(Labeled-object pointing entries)
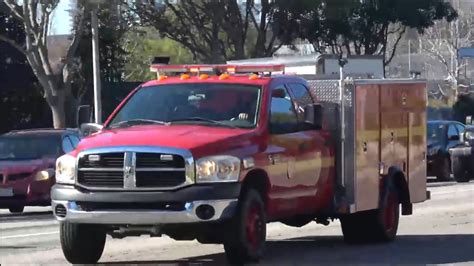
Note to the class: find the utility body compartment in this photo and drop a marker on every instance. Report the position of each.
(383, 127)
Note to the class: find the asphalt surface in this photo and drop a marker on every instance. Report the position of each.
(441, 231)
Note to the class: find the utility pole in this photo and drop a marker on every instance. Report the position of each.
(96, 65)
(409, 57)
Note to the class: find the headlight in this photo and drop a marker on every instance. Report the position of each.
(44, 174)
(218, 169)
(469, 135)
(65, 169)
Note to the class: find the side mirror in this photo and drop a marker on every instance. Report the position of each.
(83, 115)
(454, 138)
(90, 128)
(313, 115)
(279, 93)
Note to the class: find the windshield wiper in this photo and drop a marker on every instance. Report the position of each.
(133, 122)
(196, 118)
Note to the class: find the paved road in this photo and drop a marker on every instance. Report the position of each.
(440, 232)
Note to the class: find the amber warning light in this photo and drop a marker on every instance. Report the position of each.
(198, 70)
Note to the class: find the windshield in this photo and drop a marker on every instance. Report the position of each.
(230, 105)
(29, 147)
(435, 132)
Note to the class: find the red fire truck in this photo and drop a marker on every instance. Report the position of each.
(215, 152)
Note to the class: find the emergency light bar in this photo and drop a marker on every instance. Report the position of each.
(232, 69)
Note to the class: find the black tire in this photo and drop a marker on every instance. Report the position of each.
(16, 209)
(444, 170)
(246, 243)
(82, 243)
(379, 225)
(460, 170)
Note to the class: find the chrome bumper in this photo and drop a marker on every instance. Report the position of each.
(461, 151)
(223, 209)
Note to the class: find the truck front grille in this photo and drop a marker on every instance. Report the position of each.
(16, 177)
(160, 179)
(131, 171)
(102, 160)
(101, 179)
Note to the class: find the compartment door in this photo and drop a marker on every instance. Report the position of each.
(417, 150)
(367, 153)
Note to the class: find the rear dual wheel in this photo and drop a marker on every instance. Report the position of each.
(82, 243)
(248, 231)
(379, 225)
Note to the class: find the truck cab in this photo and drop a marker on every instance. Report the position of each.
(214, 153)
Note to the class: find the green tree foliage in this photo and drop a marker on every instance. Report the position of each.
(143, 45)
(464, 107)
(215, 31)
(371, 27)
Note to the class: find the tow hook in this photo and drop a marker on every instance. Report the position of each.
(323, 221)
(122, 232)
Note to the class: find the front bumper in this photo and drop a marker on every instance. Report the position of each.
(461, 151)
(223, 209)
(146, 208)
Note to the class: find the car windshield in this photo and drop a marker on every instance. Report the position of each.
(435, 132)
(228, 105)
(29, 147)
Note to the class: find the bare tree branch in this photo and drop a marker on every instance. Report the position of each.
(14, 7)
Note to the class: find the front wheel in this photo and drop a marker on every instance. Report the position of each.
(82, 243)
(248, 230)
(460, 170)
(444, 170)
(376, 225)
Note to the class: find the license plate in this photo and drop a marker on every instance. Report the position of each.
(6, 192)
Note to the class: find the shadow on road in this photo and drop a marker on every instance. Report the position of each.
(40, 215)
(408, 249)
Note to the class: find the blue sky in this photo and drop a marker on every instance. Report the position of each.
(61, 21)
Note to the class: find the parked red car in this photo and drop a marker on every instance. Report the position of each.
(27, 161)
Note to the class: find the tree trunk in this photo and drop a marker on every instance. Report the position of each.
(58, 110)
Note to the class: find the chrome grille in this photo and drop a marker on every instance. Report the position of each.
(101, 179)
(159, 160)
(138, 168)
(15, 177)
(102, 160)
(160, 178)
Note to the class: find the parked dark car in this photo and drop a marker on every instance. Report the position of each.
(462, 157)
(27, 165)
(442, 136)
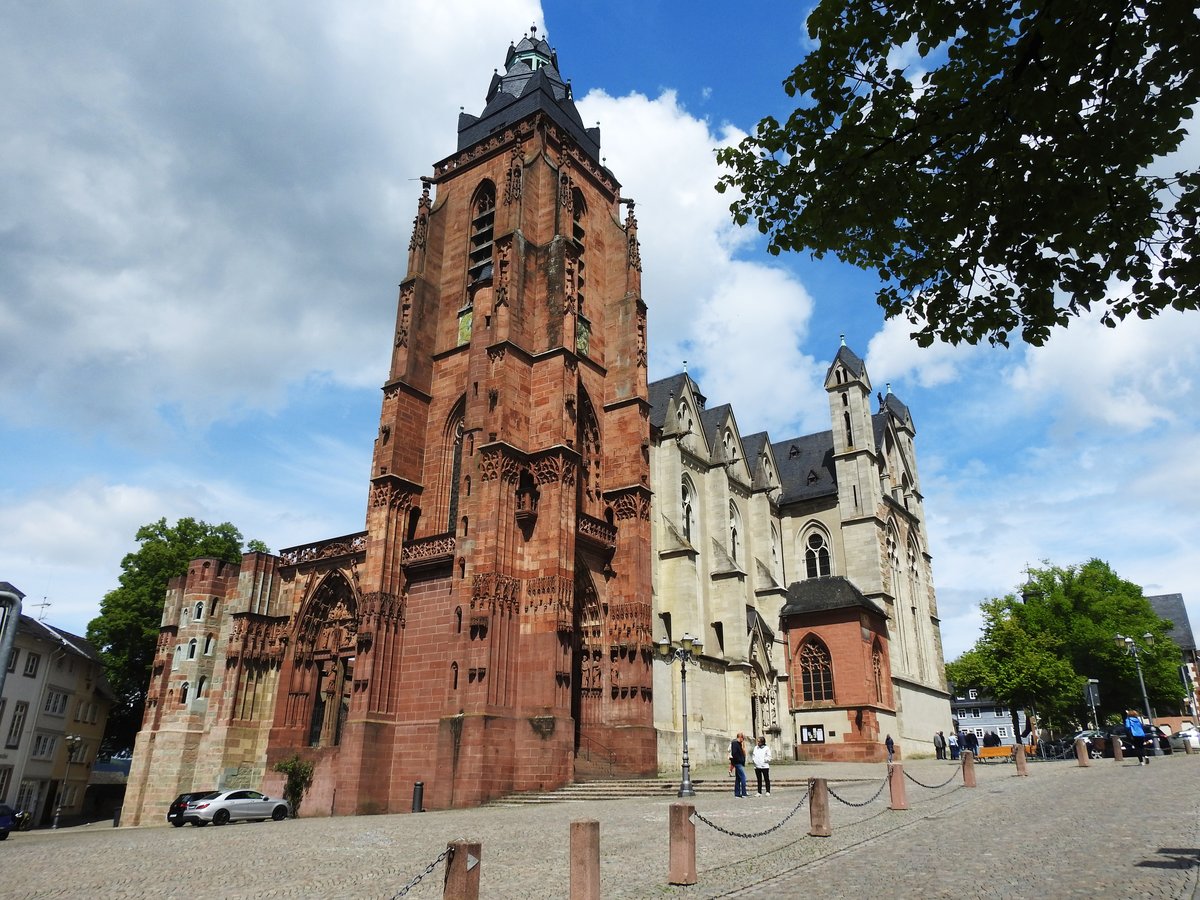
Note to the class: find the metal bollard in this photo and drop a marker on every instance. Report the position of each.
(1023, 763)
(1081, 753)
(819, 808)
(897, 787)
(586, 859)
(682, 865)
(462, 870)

• _Instructions to follow_
Every entry above is to be set down exactly; the pictures are to be left out.

• _Response to this exercise_
Note to the class: find the utility body compartment in this photo and drop a marker on every instance. Report the position of each.
(383, 127)
Note to the class: find the asphalt surface in this photo and drop a marker on every instance. Report the position of each.
(441, 231)
Note to the class: find the utility pole in this photo and drop a marker on every instance. Report the position of each.
(96, 65)
(409, 57)
Note to the class: find the headlight in this photo and drop a marker on every instance. Report the position of each.
(44, 174)
(218, 169)
(469, 135)
(65, 169)
Note to the class: find the side mirror in this photo and drop a marker on every instance. Report the position of each.
(83, 115)
(454, 138)
(90, 128)
(313, 115)
(279, 93)
Note to the class: find the windshield wiper in this photo and drop a marker on every instance. Report the position of each.
(133, 122)
(196, 118)
Note to the class: find the paved road in this photo and drop a marker on every instance. Report the position of each.
(440, 232)
Note to the class: find the amber warning light in this photo and drop a marker on every instance. Report the position of each.
(198, 70)
Note to the class: find the windshield in this photo and drop a marker on every instance. Report the position of each.
(230, 105)
(29, 147)
(435, 132)
Note to the class: find the red fire truck in this photo and drop a marker on every instance. Report the position of each.
(215, 152)
Note to the class: find the emergency light bar in this photo and drop a marker on every instance. Report the position of each.
(232, 69)
Note to the class: find the black tire in this photo and drop a marker on every instance. Report the position of each.
(16, 209)
(444, 170)
(246, 243)
(82, 243)
(379, 225)
(460, 170)
Note to the class: find the chrome bumper in this photo and drop a marker on every instance. Report the position of each.
(461, 151)
(223, 209)
Note to the class: find the truck front grille in this photo and drop a marker on every instance. Report the position of each.
(16, 177)
(160, 179)
(131, 171)
(102, 160)
(101, 179)
Note to the class: find the compartment door in this photo and drop a marker on every instance. Report the position of each.
(417, 150)
(367, 153)
Note to the class: find the rear dual wheel in this photo and drop a marker on every instance. Report the position of each.
(82, 243)
(248, 231)
(379, 225)
Note to the class: find the truck cab in this photo and drop a marker on every instance. Report the position of each.
(214, 153)
Note to the class: find the green tree foliage in this photo and drop a marker on every instance. Report the position of each.
(143, 45)
(464, 107)
(215, 31)
(371, 27)
Note to the class: find the tow hook in this photo and drop a marker on every instance. Report the position of each.
(323, 221)
(122, 232)
Note to the class: find the front bumper in this photo and drop a marker on every instance. Report the position of each.
(461, 151)
(223, 209)
(146, 208)
Note to the class: find the car windshield in this photo and drop a marker on every instance. Report the position of each.
(435, 132)
(228, 105)
(29, 147)
Note to the class: find the bare tree branch in this photo and drop a marker on every instance. Report the position of each.
(14, 7)
Note to the class: find the front wheel in this photo and drop a marker on every instance. Report the position of each.
(82, 243)
(248, 230)
(460, 170)
(444, 170)
(376, 225)
Note to the class: find the license plate in this photo and drop a marker on every instance. Report the position of each.
(6, 192)
Note to the class: find the shadow on road in this photo and drop a marker on every instance. Report the position of each.
(40, 215)
(408, 249)
Note to the class: find the blue sky in this photo and drop a marker on every instance. Report the position of each.
(61, 21)
Note to the class: find the parked red car in this photo and drop a marker on every instance. Report the position of each.
(27, 161)
Note to the class: find the tree trunk in this photo and drop a marker on every instance. Report the position of each.
(58, 110)
Note to the class: find the chrome grille in this photo and drop a marker on every instance. Report the position of each.
(101, 179)
(159, 160)
(138, 168)
(15, 177)
(102, 160)
(160, 178)
Note to the class: find the parked dark car in this photo and drop a marker on every instance. Report the position of each.
(462, 157)
(27, 165)
(442, 136)
Note to the class: find the metal bollard in this photo and drop a marker on every instance. Report the position of each.
(1023, 763)
(1081, 753)
(819, 808)
(897, 787)
(586, 859)
(682, 865)
(462, 870)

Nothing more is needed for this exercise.